### To do:
Please count the lines in the rows below that contain the string "helmet", and reply with only that number.
************
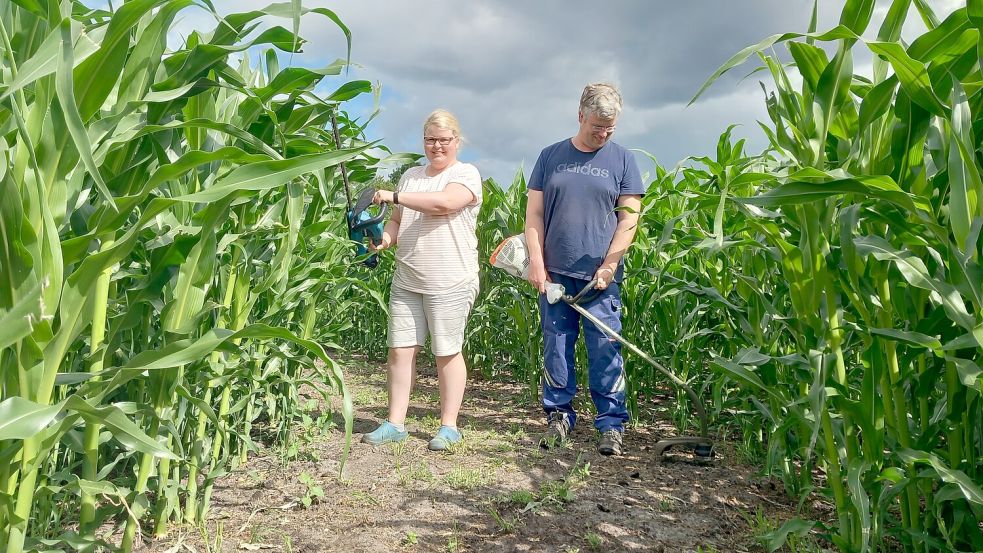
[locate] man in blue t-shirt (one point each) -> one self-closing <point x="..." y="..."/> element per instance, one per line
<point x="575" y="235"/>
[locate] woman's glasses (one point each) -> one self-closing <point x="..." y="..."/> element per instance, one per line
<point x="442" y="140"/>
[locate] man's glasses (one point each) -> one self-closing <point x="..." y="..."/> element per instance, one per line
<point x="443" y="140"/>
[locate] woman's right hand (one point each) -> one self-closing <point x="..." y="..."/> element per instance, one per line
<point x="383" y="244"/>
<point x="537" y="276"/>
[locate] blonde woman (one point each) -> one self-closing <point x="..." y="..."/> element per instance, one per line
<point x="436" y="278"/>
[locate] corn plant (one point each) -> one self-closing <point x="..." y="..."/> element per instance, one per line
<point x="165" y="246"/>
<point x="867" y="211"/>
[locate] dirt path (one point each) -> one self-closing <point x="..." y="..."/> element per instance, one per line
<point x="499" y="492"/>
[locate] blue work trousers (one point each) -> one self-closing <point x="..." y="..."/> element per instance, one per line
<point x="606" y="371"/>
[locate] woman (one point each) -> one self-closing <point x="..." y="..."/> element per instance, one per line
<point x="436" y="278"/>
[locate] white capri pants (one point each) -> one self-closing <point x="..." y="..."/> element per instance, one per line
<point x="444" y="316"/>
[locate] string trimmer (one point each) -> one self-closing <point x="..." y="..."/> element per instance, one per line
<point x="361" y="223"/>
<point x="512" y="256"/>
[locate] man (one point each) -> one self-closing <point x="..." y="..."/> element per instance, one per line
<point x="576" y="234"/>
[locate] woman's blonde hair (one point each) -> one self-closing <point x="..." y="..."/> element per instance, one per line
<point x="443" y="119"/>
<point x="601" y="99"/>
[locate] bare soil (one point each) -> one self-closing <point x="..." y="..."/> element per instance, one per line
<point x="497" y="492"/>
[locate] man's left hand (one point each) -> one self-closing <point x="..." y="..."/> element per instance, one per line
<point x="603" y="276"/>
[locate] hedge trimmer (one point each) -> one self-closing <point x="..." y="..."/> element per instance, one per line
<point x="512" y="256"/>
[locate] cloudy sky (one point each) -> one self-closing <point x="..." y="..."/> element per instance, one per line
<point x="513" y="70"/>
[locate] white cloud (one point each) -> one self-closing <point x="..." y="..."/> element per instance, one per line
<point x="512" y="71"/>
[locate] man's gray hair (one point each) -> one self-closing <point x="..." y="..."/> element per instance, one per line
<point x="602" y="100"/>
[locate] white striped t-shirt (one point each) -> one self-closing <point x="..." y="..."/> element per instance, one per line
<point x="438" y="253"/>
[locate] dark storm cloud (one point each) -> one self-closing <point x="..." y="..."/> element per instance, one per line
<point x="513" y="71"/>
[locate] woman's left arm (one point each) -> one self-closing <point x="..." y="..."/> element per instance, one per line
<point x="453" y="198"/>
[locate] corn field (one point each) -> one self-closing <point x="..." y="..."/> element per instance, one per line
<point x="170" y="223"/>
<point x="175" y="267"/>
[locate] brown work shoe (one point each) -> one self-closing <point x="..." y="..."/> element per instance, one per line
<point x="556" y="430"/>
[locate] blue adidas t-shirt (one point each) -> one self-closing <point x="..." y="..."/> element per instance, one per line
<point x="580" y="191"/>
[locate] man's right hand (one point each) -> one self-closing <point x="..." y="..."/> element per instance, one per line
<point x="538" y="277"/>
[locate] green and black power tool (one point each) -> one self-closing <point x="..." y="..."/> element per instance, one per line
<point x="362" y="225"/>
************
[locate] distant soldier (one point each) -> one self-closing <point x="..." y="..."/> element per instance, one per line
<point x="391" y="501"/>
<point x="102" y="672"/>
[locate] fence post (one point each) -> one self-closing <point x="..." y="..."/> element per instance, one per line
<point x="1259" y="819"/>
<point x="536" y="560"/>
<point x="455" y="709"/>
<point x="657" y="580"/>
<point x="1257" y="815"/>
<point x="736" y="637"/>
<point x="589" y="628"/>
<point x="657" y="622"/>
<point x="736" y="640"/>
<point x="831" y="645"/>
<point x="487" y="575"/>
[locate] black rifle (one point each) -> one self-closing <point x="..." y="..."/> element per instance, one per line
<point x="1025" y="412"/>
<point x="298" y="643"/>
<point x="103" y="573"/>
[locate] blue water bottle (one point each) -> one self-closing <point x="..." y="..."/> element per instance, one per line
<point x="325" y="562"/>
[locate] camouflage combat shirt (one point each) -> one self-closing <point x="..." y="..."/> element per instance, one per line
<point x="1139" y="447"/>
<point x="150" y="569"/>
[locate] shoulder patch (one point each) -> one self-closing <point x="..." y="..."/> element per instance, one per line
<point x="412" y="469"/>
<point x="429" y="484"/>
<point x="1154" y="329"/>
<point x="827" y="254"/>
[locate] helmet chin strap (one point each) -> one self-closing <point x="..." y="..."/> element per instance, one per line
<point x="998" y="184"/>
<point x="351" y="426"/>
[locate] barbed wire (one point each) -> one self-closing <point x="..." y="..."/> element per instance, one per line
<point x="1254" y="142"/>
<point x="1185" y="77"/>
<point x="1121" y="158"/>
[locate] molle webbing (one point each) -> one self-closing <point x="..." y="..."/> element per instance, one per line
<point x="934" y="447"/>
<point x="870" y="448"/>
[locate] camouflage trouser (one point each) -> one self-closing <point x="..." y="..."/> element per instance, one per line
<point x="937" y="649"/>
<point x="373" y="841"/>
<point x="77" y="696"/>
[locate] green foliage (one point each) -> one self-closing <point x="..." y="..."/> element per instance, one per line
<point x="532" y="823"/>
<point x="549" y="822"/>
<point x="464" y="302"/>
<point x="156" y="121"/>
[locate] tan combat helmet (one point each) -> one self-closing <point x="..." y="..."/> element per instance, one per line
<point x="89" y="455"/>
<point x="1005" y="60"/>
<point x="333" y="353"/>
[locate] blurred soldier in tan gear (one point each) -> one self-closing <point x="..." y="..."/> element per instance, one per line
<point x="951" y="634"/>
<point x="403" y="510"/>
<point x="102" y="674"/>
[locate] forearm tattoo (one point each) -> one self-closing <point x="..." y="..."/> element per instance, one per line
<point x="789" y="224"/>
************
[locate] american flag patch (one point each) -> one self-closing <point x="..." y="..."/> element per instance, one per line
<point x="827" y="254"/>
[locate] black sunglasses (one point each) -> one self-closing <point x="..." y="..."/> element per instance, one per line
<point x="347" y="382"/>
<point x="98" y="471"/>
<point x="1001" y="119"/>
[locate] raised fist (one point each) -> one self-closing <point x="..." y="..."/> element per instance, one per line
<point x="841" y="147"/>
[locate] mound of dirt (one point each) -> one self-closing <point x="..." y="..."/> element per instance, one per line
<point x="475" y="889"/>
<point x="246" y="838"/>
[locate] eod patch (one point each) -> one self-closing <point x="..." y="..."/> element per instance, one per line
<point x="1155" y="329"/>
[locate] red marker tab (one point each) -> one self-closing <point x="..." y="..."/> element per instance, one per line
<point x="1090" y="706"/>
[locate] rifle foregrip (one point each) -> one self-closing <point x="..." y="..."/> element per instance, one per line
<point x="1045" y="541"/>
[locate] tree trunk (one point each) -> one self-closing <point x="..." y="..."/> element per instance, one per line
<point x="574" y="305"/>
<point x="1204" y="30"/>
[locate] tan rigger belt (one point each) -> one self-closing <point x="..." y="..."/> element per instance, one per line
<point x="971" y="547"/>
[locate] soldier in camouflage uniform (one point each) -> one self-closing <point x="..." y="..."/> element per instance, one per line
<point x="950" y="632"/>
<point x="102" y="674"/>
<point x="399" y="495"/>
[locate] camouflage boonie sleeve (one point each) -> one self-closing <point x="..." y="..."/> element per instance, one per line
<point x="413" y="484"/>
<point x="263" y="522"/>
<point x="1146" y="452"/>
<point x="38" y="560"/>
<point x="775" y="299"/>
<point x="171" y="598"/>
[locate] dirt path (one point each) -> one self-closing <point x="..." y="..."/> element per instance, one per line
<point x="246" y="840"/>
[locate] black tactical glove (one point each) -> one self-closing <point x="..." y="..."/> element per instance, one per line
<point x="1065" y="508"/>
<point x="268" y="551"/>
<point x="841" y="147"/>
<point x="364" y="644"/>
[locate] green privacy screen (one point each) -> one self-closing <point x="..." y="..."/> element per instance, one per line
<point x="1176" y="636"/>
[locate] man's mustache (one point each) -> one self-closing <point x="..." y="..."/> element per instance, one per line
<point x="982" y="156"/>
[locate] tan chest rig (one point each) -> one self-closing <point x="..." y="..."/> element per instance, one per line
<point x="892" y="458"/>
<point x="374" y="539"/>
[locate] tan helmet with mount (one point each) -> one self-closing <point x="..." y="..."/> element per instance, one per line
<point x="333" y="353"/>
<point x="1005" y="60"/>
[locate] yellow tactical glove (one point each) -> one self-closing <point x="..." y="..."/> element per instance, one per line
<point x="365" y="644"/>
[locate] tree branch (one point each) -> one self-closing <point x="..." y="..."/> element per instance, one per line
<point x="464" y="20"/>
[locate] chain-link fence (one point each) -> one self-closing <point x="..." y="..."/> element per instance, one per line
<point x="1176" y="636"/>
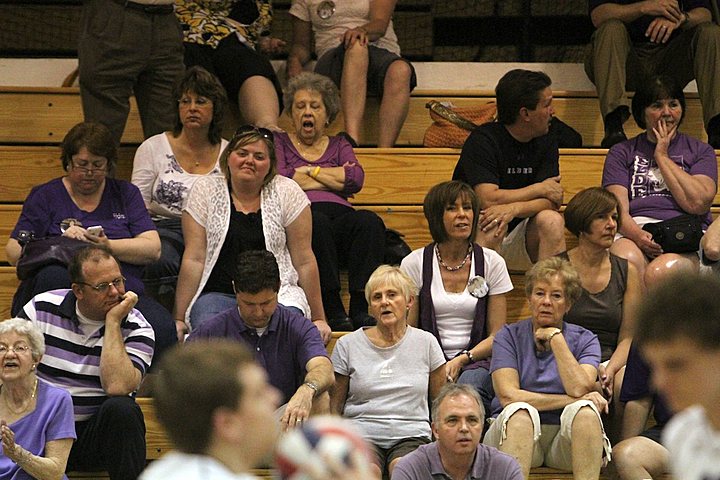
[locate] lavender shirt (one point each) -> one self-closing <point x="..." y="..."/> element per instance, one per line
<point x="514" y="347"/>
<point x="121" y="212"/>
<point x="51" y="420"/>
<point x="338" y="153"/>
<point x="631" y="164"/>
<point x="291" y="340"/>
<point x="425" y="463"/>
************
### Finished task:
3